O QUE FAZER:
A. Traduza para o inglês esta frase do trecho sobre modelos pedagógicos: "Mostraremos como tais modelos são, por sua vez, sustentados, cada um deles, por determinada epistemologia."
B. Segundo o trecho sobre modelos pedagógicos, em que período se desenvolveu no país a crítica da sociologia da educação?
C. Liste todos os modelos pedagógicos mencionados no trecho sobre modelos pedagógicos.
======== TRECHO
Modelos Pedagógicos & Modelos epistemológicos (Fernando Becker)


     Podemos afirmar que existem três diferentes formas de representar a relação ensino/aprendizagem escolar ou mais especificamente, a sala de aula.  Falaremos, inicialmente, de modelos pedagógicos e, na falta de  terminologia mais atualizada, ou adequada, falaremos em pedagogia diretiva, pedagogia não-diretiva e, talvez criando um novo termo, pedagogia relacional. Mostraremos como tais modelos são, por sua vez, sustentados, cada um deles, por determinada epistemologia.  Epistemologia que se mostrou refratária a toda exuberante crítica da sociologia da educação que se desenvolveu no país, do final dos anos 70 até agora.
================
======== LISTAGEM DE DADOS
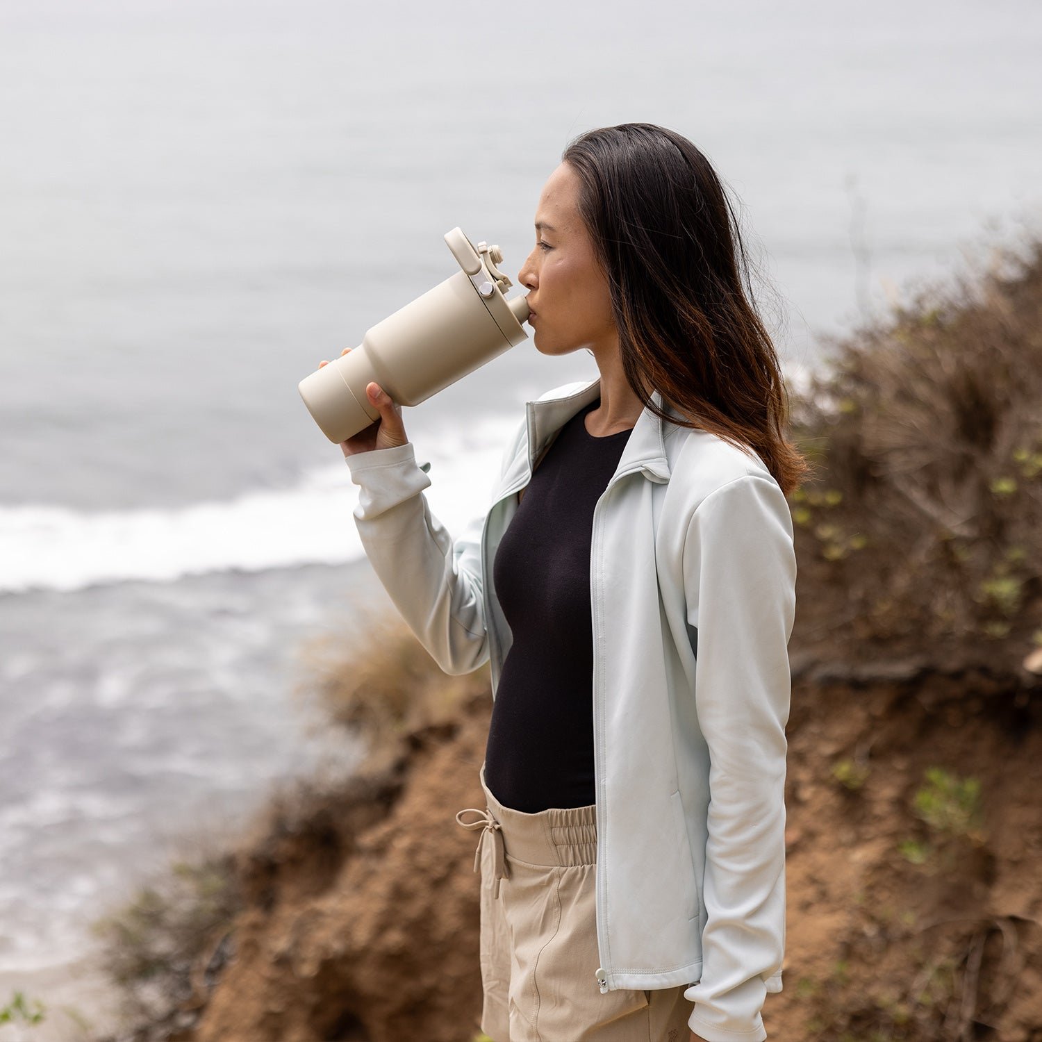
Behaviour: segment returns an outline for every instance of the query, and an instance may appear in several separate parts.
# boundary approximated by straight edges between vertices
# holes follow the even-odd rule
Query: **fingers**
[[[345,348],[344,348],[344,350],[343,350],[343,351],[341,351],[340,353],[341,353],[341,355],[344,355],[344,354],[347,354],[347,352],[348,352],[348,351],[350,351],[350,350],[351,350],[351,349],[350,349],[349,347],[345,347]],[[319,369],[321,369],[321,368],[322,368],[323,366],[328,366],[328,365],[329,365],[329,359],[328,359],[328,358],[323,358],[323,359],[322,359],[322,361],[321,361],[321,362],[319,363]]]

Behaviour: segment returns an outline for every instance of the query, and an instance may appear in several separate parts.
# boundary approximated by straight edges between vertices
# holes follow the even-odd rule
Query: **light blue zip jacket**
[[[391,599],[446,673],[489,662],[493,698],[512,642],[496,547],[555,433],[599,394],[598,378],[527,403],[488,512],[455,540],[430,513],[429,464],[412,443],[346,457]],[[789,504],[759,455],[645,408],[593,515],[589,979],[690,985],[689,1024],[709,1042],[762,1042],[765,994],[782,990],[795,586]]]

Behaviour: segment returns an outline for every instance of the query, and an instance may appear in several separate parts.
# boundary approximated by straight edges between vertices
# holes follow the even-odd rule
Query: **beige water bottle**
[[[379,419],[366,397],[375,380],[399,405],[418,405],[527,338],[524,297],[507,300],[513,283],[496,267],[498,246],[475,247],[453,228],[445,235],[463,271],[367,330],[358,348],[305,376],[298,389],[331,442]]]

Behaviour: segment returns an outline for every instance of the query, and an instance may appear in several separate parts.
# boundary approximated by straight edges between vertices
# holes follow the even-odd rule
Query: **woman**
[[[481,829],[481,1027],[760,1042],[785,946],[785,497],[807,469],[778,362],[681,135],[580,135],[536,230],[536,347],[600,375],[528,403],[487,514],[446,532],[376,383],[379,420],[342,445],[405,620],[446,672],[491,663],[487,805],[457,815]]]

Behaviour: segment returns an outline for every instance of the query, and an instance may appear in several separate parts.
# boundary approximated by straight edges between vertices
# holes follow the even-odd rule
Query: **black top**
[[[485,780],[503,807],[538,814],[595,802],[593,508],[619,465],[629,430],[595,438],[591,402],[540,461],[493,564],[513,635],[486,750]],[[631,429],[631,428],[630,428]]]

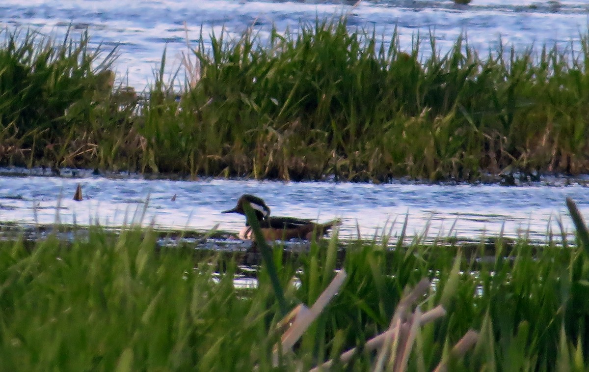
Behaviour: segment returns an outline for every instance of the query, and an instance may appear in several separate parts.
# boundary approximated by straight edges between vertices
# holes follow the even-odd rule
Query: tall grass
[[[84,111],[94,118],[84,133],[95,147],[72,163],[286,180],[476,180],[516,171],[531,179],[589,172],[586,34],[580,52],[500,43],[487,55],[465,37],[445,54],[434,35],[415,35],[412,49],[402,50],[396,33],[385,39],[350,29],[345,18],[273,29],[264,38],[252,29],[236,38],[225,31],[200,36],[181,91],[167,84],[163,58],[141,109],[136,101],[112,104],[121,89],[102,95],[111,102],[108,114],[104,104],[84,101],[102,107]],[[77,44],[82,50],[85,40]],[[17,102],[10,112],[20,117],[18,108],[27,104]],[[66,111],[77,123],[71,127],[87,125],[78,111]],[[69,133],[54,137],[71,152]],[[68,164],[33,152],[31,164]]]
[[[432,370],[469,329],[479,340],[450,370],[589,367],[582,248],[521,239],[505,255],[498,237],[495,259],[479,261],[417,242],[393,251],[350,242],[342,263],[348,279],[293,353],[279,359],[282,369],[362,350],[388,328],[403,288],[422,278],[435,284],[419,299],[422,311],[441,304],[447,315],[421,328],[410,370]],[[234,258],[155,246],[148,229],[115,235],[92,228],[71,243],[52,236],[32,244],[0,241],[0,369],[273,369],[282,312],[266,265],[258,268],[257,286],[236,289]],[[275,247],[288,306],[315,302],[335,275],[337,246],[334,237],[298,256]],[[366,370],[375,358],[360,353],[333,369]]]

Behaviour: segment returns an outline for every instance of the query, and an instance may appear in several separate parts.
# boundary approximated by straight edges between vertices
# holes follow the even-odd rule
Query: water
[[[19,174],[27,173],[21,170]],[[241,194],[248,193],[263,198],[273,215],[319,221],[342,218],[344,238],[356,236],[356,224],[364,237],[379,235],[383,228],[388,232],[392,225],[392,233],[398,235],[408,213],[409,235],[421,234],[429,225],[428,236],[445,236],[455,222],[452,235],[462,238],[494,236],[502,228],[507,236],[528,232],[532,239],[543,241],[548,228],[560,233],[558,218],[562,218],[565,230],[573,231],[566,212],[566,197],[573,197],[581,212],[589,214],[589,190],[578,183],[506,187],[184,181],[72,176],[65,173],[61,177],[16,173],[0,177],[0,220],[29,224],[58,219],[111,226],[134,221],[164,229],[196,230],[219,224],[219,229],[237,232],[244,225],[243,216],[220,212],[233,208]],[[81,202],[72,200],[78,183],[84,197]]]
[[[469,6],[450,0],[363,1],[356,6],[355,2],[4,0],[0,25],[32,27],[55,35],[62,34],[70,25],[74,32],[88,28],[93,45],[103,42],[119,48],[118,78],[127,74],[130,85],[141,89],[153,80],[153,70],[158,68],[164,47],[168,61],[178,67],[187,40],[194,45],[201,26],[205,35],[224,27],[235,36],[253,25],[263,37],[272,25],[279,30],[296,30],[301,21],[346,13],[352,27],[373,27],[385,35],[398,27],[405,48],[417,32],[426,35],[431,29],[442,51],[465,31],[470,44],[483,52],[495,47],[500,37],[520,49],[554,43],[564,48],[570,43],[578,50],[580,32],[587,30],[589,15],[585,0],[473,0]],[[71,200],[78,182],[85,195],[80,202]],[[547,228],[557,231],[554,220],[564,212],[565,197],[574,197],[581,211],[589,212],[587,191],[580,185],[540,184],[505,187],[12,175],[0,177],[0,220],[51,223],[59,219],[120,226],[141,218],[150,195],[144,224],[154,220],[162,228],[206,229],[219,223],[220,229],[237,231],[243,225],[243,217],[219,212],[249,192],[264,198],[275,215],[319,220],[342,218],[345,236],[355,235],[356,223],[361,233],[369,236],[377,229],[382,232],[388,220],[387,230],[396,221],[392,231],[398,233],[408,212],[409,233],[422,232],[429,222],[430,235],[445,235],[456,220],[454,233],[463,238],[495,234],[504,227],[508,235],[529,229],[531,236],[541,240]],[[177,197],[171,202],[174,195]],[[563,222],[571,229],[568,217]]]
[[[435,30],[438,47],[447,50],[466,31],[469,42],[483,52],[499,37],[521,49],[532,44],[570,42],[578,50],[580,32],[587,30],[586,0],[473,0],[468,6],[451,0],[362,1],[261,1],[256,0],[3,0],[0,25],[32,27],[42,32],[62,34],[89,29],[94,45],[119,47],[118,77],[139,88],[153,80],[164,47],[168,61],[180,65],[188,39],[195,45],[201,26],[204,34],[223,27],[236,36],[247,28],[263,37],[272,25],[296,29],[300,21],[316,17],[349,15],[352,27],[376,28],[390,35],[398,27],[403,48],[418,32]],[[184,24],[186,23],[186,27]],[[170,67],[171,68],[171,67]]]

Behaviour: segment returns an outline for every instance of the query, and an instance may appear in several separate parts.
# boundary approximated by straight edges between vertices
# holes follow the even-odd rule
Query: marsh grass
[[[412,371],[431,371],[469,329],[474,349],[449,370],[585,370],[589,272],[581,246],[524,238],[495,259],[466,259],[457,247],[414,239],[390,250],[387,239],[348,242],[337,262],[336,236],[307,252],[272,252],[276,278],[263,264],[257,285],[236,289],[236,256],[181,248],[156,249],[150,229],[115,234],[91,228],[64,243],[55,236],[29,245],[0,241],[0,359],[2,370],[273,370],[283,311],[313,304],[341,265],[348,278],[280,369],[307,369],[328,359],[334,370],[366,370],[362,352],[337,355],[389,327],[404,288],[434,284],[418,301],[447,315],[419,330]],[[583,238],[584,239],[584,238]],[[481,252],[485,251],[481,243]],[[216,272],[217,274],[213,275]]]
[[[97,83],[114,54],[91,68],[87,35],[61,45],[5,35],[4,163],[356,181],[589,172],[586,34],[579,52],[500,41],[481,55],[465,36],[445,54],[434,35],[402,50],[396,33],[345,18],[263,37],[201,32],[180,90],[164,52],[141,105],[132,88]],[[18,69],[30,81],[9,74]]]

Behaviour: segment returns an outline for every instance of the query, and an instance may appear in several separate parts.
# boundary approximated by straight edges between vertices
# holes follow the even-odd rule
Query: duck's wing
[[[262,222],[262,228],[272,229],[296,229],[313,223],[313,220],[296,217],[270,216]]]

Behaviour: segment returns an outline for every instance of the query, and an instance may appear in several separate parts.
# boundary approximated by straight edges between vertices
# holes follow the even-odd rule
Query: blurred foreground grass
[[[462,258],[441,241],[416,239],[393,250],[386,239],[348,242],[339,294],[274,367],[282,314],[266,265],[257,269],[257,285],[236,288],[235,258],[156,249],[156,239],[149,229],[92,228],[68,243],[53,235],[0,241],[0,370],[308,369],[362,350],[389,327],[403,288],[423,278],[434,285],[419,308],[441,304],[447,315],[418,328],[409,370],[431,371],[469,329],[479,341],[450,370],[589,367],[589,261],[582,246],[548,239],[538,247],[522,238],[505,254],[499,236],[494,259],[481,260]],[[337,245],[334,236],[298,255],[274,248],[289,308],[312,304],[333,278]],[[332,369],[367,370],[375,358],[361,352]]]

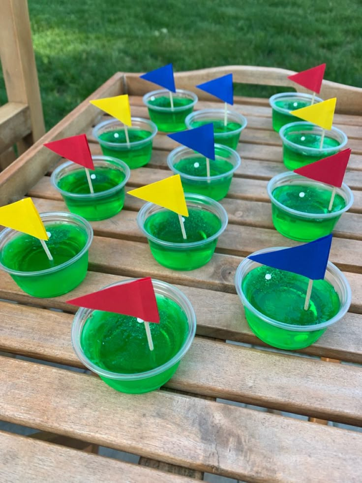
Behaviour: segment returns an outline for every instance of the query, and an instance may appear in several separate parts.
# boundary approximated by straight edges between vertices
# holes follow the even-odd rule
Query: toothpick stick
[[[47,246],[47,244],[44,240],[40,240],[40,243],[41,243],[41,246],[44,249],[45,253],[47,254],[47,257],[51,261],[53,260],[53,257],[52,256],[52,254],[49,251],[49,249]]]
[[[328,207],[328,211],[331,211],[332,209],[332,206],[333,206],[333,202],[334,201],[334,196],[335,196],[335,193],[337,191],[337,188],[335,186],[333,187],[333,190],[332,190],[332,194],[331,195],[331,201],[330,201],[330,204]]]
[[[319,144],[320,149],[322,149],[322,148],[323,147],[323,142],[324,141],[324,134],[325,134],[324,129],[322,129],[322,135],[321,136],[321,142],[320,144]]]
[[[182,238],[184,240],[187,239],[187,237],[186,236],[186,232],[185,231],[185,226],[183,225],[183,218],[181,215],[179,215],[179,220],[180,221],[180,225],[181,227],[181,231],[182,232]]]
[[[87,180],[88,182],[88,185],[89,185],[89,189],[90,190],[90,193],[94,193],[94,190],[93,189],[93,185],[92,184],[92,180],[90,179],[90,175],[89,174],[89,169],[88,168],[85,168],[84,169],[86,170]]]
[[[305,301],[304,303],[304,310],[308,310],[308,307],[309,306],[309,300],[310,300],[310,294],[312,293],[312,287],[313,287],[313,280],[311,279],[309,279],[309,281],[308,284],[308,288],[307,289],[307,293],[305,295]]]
================
RESPOSTAS DO EXERCÍCIO:
A. We will show how each of these models is, in turn, supported by a particular epistemology.

B. Do final dos anos 70 até agora.

C. Pedagogia diretiva, pedagogia não-diretiva e pedagogia relacional.